TASK TO CARRY OUT: Rewrite the items below with each "innermost point" changed to "central point", leaving all else as it stands. Omit the pictures from your answer.

(Saved dataset items)
++++++++++++++++++++
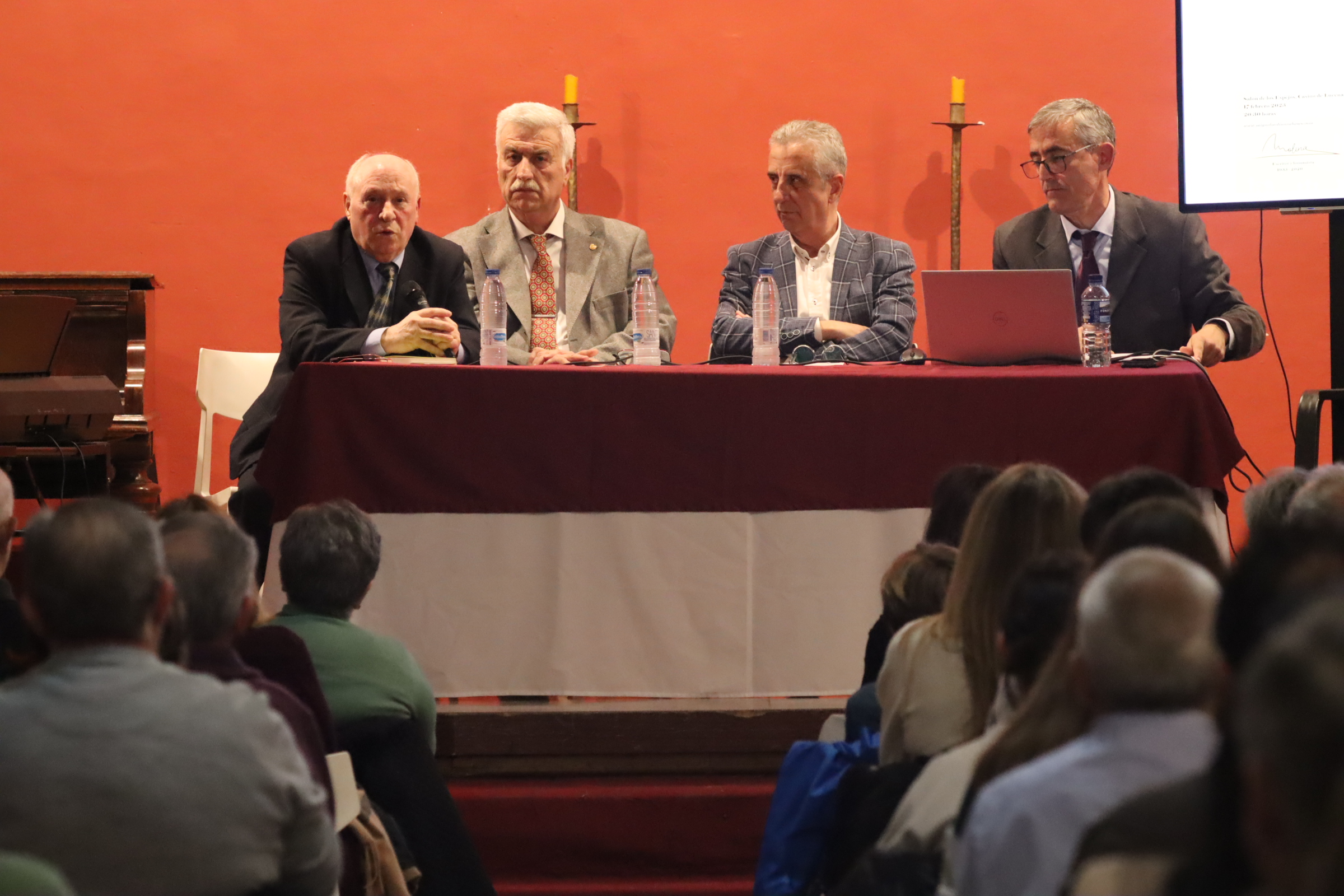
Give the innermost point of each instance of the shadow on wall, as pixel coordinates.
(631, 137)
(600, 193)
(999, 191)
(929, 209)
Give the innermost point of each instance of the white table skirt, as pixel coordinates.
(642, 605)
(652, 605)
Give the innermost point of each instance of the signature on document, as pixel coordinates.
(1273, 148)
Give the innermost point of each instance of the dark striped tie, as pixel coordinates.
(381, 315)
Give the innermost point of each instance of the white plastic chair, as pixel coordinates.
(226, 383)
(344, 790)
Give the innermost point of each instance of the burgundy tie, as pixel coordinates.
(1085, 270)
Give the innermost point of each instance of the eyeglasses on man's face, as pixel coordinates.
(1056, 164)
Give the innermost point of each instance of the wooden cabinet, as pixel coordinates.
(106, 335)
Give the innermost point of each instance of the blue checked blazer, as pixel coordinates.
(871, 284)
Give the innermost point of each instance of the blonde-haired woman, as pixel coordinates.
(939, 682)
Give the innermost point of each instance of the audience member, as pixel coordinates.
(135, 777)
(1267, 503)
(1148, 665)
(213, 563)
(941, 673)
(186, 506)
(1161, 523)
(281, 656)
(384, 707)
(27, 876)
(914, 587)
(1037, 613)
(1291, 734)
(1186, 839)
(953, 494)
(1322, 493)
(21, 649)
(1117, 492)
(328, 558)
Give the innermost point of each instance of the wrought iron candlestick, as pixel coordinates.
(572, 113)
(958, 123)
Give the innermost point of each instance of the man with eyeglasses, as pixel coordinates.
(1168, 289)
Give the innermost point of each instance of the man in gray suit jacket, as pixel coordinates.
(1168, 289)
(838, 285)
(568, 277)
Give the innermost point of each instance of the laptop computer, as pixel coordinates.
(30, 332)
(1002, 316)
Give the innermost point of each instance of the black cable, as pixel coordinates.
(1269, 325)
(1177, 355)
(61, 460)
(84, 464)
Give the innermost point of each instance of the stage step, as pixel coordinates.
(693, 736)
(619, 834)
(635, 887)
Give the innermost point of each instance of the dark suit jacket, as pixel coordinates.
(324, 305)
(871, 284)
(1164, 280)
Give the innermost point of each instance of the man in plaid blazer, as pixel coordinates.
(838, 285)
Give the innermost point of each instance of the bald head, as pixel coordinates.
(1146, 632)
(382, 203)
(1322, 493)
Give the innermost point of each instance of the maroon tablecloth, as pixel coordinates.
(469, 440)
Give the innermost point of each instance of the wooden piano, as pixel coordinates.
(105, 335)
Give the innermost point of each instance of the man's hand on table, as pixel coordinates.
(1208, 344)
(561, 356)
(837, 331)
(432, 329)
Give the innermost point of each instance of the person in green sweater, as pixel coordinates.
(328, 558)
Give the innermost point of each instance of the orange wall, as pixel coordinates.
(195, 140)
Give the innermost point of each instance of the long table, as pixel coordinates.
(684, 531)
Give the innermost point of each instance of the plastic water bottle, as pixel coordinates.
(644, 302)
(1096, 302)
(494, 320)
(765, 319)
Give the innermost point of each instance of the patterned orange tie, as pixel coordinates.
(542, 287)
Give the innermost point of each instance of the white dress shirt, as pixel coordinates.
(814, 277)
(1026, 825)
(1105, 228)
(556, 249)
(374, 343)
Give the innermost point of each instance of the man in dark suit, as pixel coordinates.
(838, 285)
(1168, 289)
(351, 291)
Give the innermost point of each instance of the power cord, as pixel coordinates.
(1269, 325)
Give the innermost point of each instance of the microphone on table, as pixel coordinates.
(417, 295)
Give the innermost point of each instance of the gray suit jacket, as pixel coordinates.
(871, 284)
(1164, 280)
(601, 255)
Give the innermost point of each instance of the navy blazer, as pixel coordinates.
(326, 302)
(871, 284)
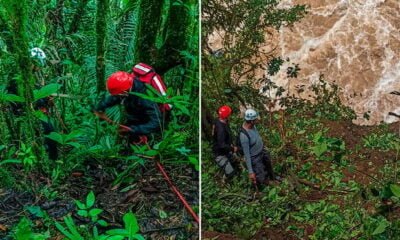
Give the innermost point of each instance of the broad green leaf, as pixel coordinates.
++++++++++++++++++++
THE COMPLETED TASK:
Give the central point of each instance of the shadow on wall, as pixel coordinates.
(631, 137)
(600, 193)
(999, 191)
(929, 209)
Give the central point of each instance of the white table skirt, as pixel coordinates.
(642, 605)
(652, 605)
Give the central point of each instance of the signature on document, as pixel coordinates.
(1273, 148)
Give the central point of each instance of the dark striped tie, as pixel coordinates.
(381, 315)
Give the central point of each instance of the white plastic chair, as pixel coordinates.
(226, 383)
(344, 790)
Give the central point of each instance of the burgundy tie, as pixel coordinates.
(1085, 270)
Give the central point of each instance of the eyeglasses on man's face, as pixel coordinates.
(1056, 164)
Give the central point of each instance of the wooden cabinet, as pixel coordinates.
(106, 335)
Give the central point of each instance of the blue checked blazer, as pixel coordinates.
(871, 284)
Give the central point of each instance of the blonde-haired woman, as pixel coordinates.
(939, 682)
Give the central point of each instance of the audience member, as pixel coordinates.
(135, 777)
(1267, 503)
(1148, 665)
(213, 563)
(941, 673)
(186, 506)
(1161, 523)
(281, 656)
(384, 707)
(27, 876)
(914, 587)
(1037, 613)
(1291, 734)
(1186, 839)
(953, 494)
(1322, 493)
(21, 649)
(1117, 492)
(328, 558)
Give the central point of each instance of the wrought iron candlestick, as pixel coordinates.
(572, 113)
(958, 123)
Give the central point of each instance of the man with eyeglasses, as pixel coordinates.
(1168, 289)
Give the central point of each instance of the man in gray suit jacket, as pixel coordinates.
(1168, 289)
(838, 285)
(568, 277)
Give the central point of each instance of the laptop computer, as pixel coordinates.
(30, 332)
(1002, 316)
Give the central point of each instance of the black cable, as pixel coordinates.
(1269, 325)
(1177, 355)
(61, 460)
(84, 464)
Give the central point of each instance of the stage step, as pixel coordinates.
(693, 736)
(619, 834)
(635, 887)
Give the central point of each instance of the dark suit jacket, as pixel coordinates.
(324, 305)
(871, 284)
(1164, 280)
Give the central point of each instance of the man in plaid blazer, as pixel coordinates.
(838, 285)
Give the central point of each instance of the bald head, as pixel coordinates.
(1146, 632)
(382, 203)
(1322, 493)
Give the central point of each instance of the maroon tablecloth, as pixel coordinates.
(469, 440)
Give the central point of each instance of the wooden piano, as pixel coordinates.
(105, 335)
Give the central point of each instance of the man's hand on table, as pixel coordinates.
(1208, 344)
(561, 356)
(837, 331)
(432, 329)
Give the central point of each instance of the person in green sweater, as pixel coordinates.
(328, 558)
Give the central point of each instance of the orange wall, as pixel coordinates.
(195, 140)
Give the central point of each instance of the long table, as pixel coordinates.
(684, 531)
Give the central point of each instance of the plastic water bottle, as pixel coordinates.
(644, 302)
(1096, 302)
(494, 320)
(765, 319)
Give the central point of each instance of the patterned orange tie, as pixel coordinates.
(542, 287)
Give the central point of each instance of the white dress shirt, as pixel coordinates.
(814, 277)
(1026, 825)
(1105, 228)
(556, 249)
(374, 343)
Give the central point of each instance of the man in dark suit, as pixel coordinates.
(838, 285)
(1168, 289)
(351, 291)
Give the central point of each instance of the power cord, as pixel coordinates.
(1269, 325)
Give the central point of each instance of the microphone on table, as pixel coordinates.
(417, 295)
Give the central point of each instance of the gray suit jacket, as pixel coordinates.
(871, 284)
(1164, 280)
(601, 255)
Give the central point of each instance of the navy blazer, as pixel coordinates.
(326, 302)
(871, 284)
Give the central point of each instance of the broad green leaf, as pixel coordinates.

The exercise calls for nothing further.